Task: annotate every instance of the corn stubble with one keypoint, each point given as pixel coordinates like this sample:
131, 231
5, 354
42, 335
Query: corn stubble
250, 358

◇ ◇ ◇ ◇ ◇ ◇ ◇

Objective: Please copy out every one of the entries above line for line, keeping each word and number unchanged.

Completed task:
Task: annotate every instance of the corn stubble with one keypoint, each point given as pixel coordinates like this sample:
131, 231
5, 354
42, 335
Query: corn stubble
250, 358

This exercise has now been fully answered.